Task input =
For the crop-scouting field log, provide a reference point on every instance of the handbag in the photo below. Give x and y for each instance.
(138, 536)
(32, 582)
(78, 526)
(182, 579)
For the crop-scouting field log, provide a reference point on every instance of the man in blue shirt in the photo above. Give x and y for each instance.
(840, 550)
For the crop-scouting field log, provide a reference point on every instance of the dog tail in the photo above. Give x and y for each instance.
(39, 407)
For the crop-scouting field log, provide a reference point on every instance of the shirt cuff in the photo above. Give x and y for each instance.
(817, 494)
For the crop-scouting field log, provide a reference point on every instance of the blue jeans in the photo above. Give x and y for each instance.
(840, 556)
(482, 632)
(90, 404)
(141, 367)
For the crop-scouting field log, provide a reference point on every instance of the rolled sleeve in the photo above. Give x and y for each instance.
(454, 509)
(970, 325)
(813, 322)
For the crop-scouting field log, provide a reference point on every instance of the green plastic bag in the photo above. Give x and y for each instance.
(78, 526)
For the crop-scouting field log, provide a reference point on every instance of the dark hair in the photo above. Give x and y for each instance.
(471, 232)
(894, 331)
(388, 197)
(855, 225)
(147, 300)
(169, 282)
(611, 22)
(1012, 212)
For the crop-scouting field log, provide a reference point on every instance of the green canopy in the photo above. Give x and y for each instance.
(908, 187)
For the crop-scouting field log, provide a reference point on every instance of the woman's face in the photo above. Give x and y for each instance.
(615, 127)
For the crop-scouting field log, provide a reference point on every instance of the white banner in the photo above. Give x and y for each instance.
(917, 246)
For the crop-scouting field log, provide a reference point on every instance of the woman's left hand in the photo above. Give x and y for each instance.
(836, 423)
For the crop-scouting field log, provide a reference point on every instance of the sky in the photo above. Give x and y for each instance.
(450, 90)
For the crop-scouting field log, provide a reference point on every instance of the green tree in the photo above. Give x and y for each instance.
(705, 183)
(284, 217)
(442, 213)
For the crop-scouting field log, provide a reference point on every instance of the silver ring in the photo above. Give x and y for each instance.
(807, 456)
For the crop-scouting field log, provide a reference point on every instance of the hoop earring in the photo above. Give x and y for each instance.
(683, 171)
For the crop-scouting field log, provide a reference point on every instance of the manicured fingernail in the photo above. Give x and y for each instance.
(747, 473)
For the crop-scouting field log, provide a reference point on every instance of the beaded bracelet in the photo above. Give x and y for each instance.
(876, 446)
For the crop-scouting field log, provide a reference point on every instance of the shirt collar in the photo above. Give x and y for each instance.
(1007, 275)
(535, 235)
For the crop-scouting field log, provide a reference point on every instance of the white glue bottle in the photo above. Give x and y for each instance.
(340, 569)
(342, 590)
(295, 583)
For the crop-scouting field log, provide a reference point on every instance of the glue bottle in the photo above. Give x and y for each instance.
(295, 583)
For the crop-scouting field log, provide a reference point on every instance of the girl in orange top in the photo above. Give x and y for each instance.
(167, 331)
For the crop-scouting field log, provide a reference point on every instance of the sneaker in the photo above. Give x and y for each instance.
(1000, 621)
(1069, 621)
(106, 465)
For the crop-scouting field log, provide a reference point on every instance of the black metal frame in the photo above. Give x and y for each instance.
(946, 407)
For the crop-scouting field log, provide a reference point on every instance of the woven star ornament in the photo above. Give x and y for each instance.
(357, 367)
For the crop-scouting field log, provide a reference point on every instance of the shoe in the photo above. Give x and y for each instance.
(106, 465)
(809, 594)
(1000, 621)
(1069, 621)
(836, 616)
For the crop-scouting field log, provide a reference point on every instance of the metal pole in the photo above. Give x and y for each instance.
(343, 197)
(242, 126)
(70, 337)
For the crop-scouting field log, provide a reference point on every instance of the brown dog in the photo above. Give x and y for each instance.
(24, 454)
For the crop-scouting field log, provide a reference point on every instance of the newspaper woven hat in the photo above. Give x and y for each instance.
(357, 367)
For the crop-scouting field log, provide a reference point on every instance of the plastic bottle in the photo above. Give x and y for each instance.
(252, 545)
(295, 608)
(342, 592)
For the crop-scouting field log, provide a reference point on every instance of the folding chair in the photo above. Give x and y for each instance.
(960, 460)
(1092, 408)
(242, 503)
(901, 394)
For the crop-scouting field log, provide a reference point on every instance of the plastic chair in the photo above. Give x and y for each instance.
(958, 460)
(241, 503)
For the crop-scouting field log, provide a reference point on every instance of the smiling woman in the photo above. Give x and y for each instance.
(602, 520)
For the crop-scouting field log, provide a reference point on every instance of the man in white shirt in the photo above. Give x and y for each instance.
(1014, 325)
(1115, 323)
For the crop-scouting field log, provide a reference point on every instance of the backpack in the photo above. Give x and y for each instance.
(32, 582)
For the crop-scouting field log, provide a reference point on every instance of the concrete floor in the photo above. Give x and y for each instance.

Work request =
Please print out every record exactly as it is written.

The completed task =
For the crop-scouting field log, provide a reference point on every instance of the handbag in the photo below. Give x and y for each instance.
(138, 536)
(32, 582)
(78, 526)
(182, 579)
For the crop-scouting field log, provide a reference point on every instance of the man in blue shirt in the photo above. Give x and y for each instance.
(840, 550)
For the crop-scouting field log, provide a reference point on every instance of the dog tail in the photo above. Give x and y for each instance.
(39, 407)
For the crop-scouting field log, provide a reference point on every instance of the shirt cuff in the photo above. Give x and y for each instance.
(817, 494)
For the crop-scouting field log, provide a reference point on every instance of the blue jeans in the photo above. Give x and y for each instance.
(840, 556)
(482, 632)
(90, 404)
(141, 367)
For the crop-scouting field log, provide a reference point on every instance of the rolled sleeve in the photo above. Give x and y for each instance.
(454, 509)
(970, 325)
(813, 322)
For the crop-scouting field log, provide a reference point on every instance of the green plastic bag in the photo above. Give x and y for each instance.
(78, 526)
For the crop-scouting field log, provide a reference point on every instance of the dark hair in the photo above. Give x and y for each instance.
(471, 232)
(894, 331)
(388, 197)
(855, 225)
(147, 300)
(169, 282)
(611, 22)
(1012, 212)
For the crop-scouting field log, provide a reference point on every instance of the green canopy in the photo above. Give x and y for each instance.
(908, 187)
For the crop-scouting field log, provide a reference point on every instance of the woman's face in the photo above. Give x and y for each instance.
(615, 127)
For the crop-scouting field log, provide a reference point on every instance of the white banner in the photo above. Give x and y for each instance.
(917, 246)
For the crop-scouting field log, provide a reference point on every instance of the woman's left hand in the photo above. Give x and y for each instance.
(836, 423)
For the crop-scouting field log, provide a reference point on every instance of the sky in the photo above. Give x and y for each instance.
(450, 90)
For the crop-scouting field log, provide a reference point on every instance of the green tree in the photo above. Give x and y for each instance.
(705, 183)
(284, 217)
(442, 213)
For the crop-scouting field log, provide a reference point on every instance of the silver ring in the photo above. Give x and y for each instance.
(807, 456)
For the crop-scouting field log, provide a reference point on every instance of the hoop earring in the photo above. Give x and y for each instance.
(683, 171)
For the crop-scouting field log, provide a reference point on every instance of the manicured fingernail in the photo above. Give x and y for each instance.
(747, 473)
For the crop-scouting field log, provide a reference point on every instance of the beaded bracelet in the photo above. Give x and y for each instance.
(876, 446)
For the crop-scouting field log, provide a reference point on every instance of the shirt collar in the photo above. Give x and y for each instance.
(1007, 275)
(535, 235)
For the crop-scouting field log, provide a reference point on every instance of the white glue bottle in the photo above. Give x and y for each instance.
(340, 569)
(342, 590)
(295, 583)
For the crop-scouting field log, provide a reference point on every instance of the glue bottle in the photo above. Give x and y for each instance.
(295, 583)
For the crop-scouting field log, provide a reference point on every instance of the girl in orange top in the photo above. Give x and y for each instance.
(167, 331)
For the crop-scouting field log, provide a reference point on every instance of the sneaker in the photo above. Give x and y for each instance.
(1000, 621)
(1069, 621)
(106, 465)
For the crop-scouting field log, provide a reference point on every instance of the black metal frame in the photo above. Give x and y for each instance.
(946, 407)
For the crop-scouting field log, provide a reference point on every instance of the woven star ornament in the photo above. Give x and y for each instance.
(357, 367)
For the crop-scouting field log, provide a reference point on every instance of the shoe in the photo above. Give x and y for each instance.
(106, 465)
(809, 594)
(1000, 621)
(1069, 621)
(836, 616)
For the crop-scouting field log, provide a reference point on every instance of the metal pole in the photo above. Give x and y for each instance.
(343, 197)
(242, 126)
(70, 337)
For the crop-scouting field log, provide a reference point on every instance of the brown dog in the photo above. Give x and y for each instance.
(24, 454)
For the crop-scouting field log, provide a reference point on every instance of the newspaper woven hat in the photo above. Give x and y for each instance.
(357, 367)
For the crop-scouting field log, provide a reference point on every instance of the plastic bottle in the photo above. Give x and y for each instance.
(252, 545)
(295, 608)
(342, 592)
For the crop-scouting field log, provide a reference point on every instance of the folding chair in the photo above. Give x and y for each instance.
(960, 460)
(1092, 408)
(242, 503)
(901, 394)
For the crop-scouting field log, provide a reference point on every instance of the plastic chair in the photo above. Give x and y for each instance.
(958, 460)
(241, 503)
For the crop-scouting field log, provide a reference point on every instance of the smiling woman in the photo above. Give x and y for each instance.
(602, 520)
For the crop-scouting field log, provide a reference point on every instance of the man in white shirt in the photo above. Give x and y for each instance.
(1014, 325)
(1115, 323)
For the crop-scouting field log, provide a reference point on every instance of the backpack in the photo above. Give x and y for each instance.
(32, 582)
For the crop-scouting field log, provide a reference point on every instance of the concrete floor in the photo above. Give x and y for each instance.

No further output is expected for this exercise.